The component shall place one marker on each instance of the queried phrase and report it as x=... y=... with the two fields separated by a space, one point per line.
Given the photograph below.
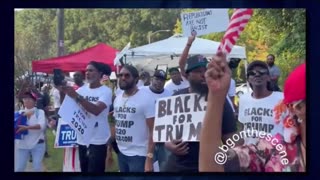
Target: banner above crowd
x=204 y=22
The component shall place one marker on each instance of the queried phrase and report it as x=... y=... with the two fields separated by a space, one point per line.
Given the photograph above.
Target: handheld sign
x=76 y=117
x=120 y=54
x=204 y=22
x=179 y=117
x=66 y=136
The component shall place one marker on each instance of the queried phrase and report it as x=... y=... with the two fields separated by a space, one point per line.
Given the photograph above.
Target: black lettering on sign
x=164 y=108
x=189 y=117
x=201 y=21
x=121 y=131
x=179 y=131
x=186 y=108
x=159 y=129
x=124 y=124
x=161 y=108
x=122 y=116
x=256 y=118
x=124 y=138
x=259 y=126
x=169 y=133
x=194 y=131
x=178 y=105
x=197 y=106
x=258 y=112
x=189 y=23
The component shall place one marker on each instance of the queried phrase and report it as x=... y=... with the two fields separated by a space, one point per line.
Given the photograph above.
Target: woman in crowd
x=263 y=156
x=33 y=142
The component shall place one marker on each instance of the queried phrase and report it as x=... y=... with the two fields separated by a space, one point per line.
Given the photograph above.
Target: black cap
x=257 y=63
x=173 y=69
x=29 y=95
x=196 y=61
x=161 y=74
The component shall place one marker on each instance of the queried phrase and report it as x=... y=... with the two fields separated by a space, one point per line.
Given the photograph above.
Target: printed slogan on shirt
x=179 y=117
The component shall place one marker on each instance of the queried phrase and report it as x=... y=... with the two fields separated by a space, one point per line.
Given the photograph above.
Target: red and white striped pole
x=239 y=20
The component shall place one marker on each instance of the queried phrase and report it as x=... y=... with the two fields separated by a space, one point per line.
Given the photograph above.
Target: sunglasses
x=126 y=75
x=256 y=72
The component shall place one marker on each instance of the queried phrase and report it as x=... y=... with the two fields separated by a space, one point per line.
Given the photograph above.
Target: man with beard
x=176 y=82
x=274 y=72
x=185 y=155
x=134 y=111
x=256 y=108
x=157 y=90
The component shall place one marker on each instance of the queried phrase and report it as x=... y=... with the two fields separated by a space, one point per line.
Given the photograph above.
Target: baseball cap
x=160 y=74
x=196 y=61
x=29 y=95
x=295 y=85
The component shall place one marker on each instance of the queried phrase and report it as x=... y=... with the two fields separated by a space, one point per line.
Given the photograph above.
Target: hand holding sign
x=218 y=75
x=191 y=38
x=178 y=147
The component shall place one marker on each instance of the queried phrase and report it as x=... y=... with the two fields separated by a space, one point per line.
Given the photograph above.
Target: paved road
x=29 y=165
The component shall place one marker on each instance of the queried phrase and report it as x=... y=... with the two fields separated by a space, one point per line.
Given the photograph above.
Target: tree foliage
x=277 y=31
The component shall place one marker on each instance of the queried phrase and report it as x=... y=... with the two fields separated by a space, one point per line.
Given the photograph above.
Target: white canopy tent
x=167 y=52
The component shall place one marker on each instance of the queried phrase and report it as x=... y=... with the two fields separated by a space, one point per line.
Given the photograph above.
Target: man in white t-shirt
x=256 y=108
x=95 y=99
x=177 y=81
x=134 y=111
x=157 y=90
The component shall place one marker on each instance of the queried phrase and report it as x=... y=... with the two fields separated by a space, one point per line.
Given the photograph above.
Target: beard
x=126 y=85
x=199 y=88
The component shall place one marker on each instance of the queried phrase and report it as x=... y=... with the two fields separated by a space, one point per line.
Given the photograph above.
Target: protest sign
x=179 y=117
x=76 y=117
x=204 y=22
x=66 y=136
x=119 y=55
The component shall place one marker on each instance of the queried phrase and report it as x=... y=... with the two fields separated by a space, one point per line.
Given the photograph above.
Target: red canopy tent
x=77 y=61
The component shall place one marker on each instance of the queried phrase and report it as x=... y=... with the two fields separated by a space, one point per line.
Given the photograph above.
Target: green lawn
x=55 y=161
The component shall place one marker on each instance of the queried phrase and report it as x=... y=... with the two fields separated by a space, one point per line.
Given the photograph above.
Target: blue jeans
x=161 y=155
x=131 y=163
x=23 y=156
x=93 y=158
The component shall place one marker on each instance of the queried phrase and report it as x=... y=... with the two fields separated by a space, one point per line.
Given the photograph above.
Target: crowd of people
x=131 y=107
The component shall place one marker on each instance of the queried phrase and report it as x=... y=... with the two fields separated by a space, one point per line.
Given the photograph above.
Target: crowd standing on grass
x=122 y=116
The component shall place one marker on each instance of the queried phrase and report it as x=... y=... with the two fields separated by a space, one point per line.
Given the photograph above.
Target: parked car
x=242 y=89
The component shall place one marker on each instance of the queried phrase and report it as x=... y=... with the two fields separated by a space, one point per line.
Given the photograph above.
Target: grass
x=55 y=162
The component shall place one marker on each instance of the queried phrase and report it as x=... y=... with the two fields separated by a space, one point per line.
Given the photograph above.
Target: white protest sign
x=76 y=117
x=120 y=54
x=66 y=136
x=204 y=22
x=179 y=117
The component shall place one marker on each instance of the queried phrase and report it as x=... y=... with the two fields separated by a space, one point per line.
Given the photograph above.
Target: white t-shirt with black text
x=169 y=85
x=258 y=114
x=101 y=132
x=131 y=114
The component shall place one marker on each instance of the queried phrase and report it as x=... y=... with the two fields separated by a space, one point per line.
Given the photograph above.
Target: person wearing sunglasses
x=256 y=108
x=134 y=112
x=95 y=99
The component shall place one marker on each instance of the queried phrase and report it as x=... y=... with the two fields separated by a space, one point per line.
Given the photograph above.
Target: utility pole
————————
• _TRY IT_:
Retype the listing above exactly, pictures excluded.

• _COMPLETED EXERCISE_:
The component shall place one marker on each instance of the queried phrase and report it as x=... y=... with the two fields separated by a space, one point per line.
Given the photograph below.
Target: banner above crowd
x=204 y=22
The component shall place one marker on each instance of the queried phrase and report it as x=... y=... with the two fields separated by a space, one point per line.
Given the photograph above.
Target: handheld sign
x=76 y=117
x=120 y=54
x=204 y=22
x=179 y=117
x=66 y=136
The component shall place one marker on each instance of the queried phrase and report it as x=... y=... with the two fields separated by a space, one point per line.
Given the photograph above.
Target: black lettering on sign
x=164 y=108
x=189 y=117
x=201 y=21
x=121 y=131
x=179 y=131
x=186 y=108
x=159 y=129
x=124 y=124
x=161 y=108
x=122 y=116
x=256 y=118
x=124 y=138
x=259 y=126
x=169 y=133
x=194 y=131
x=178 y=105
x=197 y=106
x=258 y=112
x=189 y=23
The component shall place one marker on each instance of the queried phrase and report it as x=... y=... with the two fields separated by a space, one point per line.
Given the photograph above.
Target: woman in crowd
x=263 y=156
x=33 y=142
The component shall place one marker on each instance of the queried phrase and report it as x=... y=... with the two fields separated by a space, one point per line.
Given the photograph above.
Target: black cap
x=257 y=63
x=173 y=69
x=29 y=95
x=196 y=61
x=161 y=74
The component shall place one marker on each instance of the queried phrase and report it as x=... y=... with the two fields separated by a space, one point per line.
Given the photograph above.
Target: printed slogan on shirt
x=179 y=117
The component shall place one marker on each instance of the queried phrase and report it as x=... y=... with the two fields separated by a space, one point per line.
Given the photograph above.
Target: red and white striped pole
x=239 y=20
The component shall place one marker on each instance of the queried phrase and report it as x=... y=... with the two fields separated by a space, one point per line.
Given the photograph above.
Target: sunglasses
x=126 y=75
x=256 y=72
The component shall place one marker on each instance of the queried phrase and report it as x=... y=... with the two fields separated by a space, one point per line.
Given the photograph above.
Target: man with beard
x=176 y=82
x=274 y=72
x=185 y=155
x=134 y=111
x=256 y=108
x=157 y=90
The component shall place one marker on each instance of the queried phrase and report it as x=... y=... with the two fields separated by a space, one point per line.
Given the photograph above.
Target: baseball cap
x=160 y=74
x=196 y=61
x=29 y=95
x=295 y=85
The component shall place one marker on each instance of the queried phrase and report it as x=... y=... with the two fields separated by a space, one point per line.
Given the photograph above.
Target: hand holding sign
x=218 y=75
x=191 y=38
x=178 y=147
The component shall place one marker on each instance of the queried phrase and report it as x=... y=... with the two fields separated by a space, one point per line.
Given the photograph above.
Target: paved road
x=29 y=165
The component shall place one marker on each instance of the queried phrase and report it as x=... y=... with the two fields separated by a space, one point per line.
Given the photograph above.
Target: tree foliage
x=277 y=31
The component shall place one marker on each instance of the queried phrase and report it as x=... y=... with the two fields separated by a space, one point per line.
Given the photograph above.
Target: white canopy tent
x=167 y=52
The component shall place one marker on each instance of the queried phrase and report it as x=... y=... with the two fields separated by a space, one point per line.
Given the photograph above.
Target: man in white t-shirt
x=256 y=108
x=95 y=99
x=177 y=81
x=134 y=111
x=157 y=90
The component shall place one marker on each instance of the queried phrase and report it as x=... y=... with the two fields separated by a space, one point per line.
Given the photograph above.
Target: beard
x=126 y=85
x=199 y=88
The component shall place one marker on each instance of the queried phrase and report it as x=... y=... with the two fields separated by a space, one point per line.
Given the photograph above.
Target: protest sign
x=179 y=117
x=76 y=117
x=204 y=22
x=66 y=136
x=119 y=55
The component shall place one marker on each instance of the queried phrase and report it as x=... y=... with the two fields separated by a space, one point per line.
Given the photograph above.
Target: red canopy tent
x=77 y=61
The component shall place one marker on each instance of the queried phrase and report it as x=... y=... with the two fields separated by a space, one point per line.
Given the photograph above.
Target: green lawn
x=55 y=161
The component shall place one marker on each instance of the queried phrase and report it as x=... y=... with the two fields separated by a space, one point per line.
Given the photograph above.
Target: blue jeans
x=161 y=155
x=131 y=163
x=23 y=156
x=93 y=158
The component shall place one marker on each instance of the queried phrase and report it as x=... y=... with the two fields separated by a space, one point per line.
Given the photograph above.
Target: crowd of people
x=131 y=107
The component shall place one marker on each instance of the queried phrase and report it as x=... y=... with the two fields separated by a space, one point per line.
Given the photograph above.
Target: crowd standing on grass
x=122 y=116
The component shall place one marker on each instance of the queried phrase and report it as x=... y=... with the two fields separated by a space, one point per line.
Given the photograph above.
Target: parked car
x=242 y=89
The component shall place one marker on each instance of the queried phrase and report it as x=... y=... with the two fields separated by a space, one point per line.
Given the photograph above.
Target: grass
x=55 y=162
The component shall place one marker on each instance of the queried phrase and report it as x=... y=... with the two fields separated by a space, one point per line.
Given the photograph above.
Target: white protest sign
x=76 y=117
x=120 y=54
x=66 y=136
x=204 y=22
x=179 y=117
The component shall place one marker on each instance of the queried phrase and report it as x=... y=... with the two fields separated by a space, one point per line.
Given the photograph above.
Target: white t-shirt with black text
x=169 y=85
x=258 y=114
x=101 y=132
x=131 y=114
The component shall place one marker on each instance of the queried phrase and report it as x=... y=... with the two fields separated by a space, one point per line.
Given the photograph above.
Target: person wearing sunglasses
x=256 y=108
x=134 y=112
x=95 y=99
The component shall place one marker on each instance of the queried phrase and report it as x=... y=... with the two fields separated by a space, one point per line.
Given the photograph above.
Target: utility pole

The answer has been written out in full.